Point labeling examples
══════════════════════════════
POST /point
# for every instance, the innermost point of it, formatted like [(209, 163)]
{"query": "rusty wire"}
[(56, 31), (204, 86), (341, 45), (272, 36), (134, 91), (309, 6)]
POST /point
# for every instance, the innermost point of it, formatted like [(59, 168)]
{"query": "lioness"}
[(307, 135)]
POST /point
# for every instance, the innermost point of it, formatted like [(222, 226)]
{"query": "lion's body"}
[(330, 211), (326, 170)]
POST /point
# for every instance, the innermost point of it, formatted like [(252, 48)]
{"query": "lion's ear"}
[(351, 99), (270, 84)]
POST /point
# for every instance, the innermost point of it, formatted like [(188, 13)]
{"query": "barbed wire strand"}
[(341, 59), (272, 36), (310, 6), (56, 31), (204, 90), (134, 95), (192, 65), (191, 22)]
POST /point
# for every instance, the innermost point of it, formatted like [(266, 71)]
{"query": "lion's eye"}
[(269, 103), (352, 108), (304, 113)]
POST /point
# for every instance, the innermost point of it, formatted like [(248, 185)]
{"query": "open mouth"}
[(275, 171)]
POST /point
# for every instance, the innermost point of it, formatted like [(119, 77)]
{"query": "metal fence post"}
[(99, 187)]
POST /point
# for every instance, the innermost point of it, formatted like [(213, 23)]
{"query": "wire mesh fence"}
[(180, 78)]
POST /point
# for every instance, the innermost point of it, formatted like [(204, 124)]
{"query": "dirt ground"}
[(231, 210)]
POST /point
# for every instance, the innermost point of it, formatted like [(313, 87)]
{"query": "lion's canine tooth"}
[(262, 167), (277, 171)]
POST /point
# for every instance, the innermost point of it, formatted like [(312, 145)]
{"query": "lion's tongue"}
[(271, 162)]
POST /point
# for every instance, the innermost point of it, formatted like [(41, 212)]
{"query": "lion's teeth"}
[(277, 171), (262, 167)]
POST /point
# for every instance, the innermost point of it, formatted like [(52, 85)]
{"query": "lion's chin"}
══════════════════════════════
Requirement »
Reproduce the whole listing above word for word, from the first line to the last.

Problem solution »
POST /point
# for every instance, the innermost point of it, formatted like [(209, 163)]
{"query": "rusty wire"}
[(56, 31), (204, 86), (341, 45), (272, 36), (134, 91), (309, 6)]
POST /point
# for every instance, the innermost point of it, formatted like [(59, 168)]
{"query": "lioness"}
[(307, 135)]
POST /point
# for every instance, the innermost point of it, formatted like [(222, 226)]
{"query": "lion's body"}
[(330, 211), (326, 170)]
POST /point
# for every instance, the innermost point of it, formatted like [(252, 48)]
{"query": "lion's ear"}
[(351, 99), (270, 84)]
POST /point
# for every instance, the innermost point of it, formatted like [(188, 13)]
{"query": "barbed wire strand"}
[(341, 59), (272, 36), (310, 6), (56, 31), (204, 90), (134, 95), (192, 65), (191, 22)]
POST /point
# for every instance, the innermost point of it, formatted like [(266, 71)]
{"query": "lion's eye"}
[(269, 103), (352, 108), (304, 113)]
POST /point
# for every instance, the innermost point of it, formatted like [(248, 185)]
{"query": "open mouth"}
[(275, 171)]
POST /point
# for every instance, the innermost point of it, formatted like [(119, 77)]
{"query": "metal fence post"}
[(99, 187)]
POST /point
# for every instance, the innermost point of it, formatted like [(213, 23)]
{"query": "wire mesh fence"}
[(180, 78)]
POST /point
# for every instance, the innermost point of it, formatted like [(204, 124)]
{"query": "dirt ground"}
[(231, 210)]
POST /point
# for every instance, the innermost point of it, formatted like [(313, 87)]
{"query": "lion's canine tooth"}
[(262, 167), (277, 171)]
POST /point
# for every instance, the innermost point of it, formatted like [(312, 145)]
{"query": "lion's tongue"}
[(271, 162)]
POST /point
# for every instance, the innermost point of it, formatted like [(41, 212)]
{"query": "lion's teeth"}
[(277, 171), (262, 167)]
POST /point
# for every instance, the innermost point of it, formatted like [(52, 85)]
{"query": "lion's chin"}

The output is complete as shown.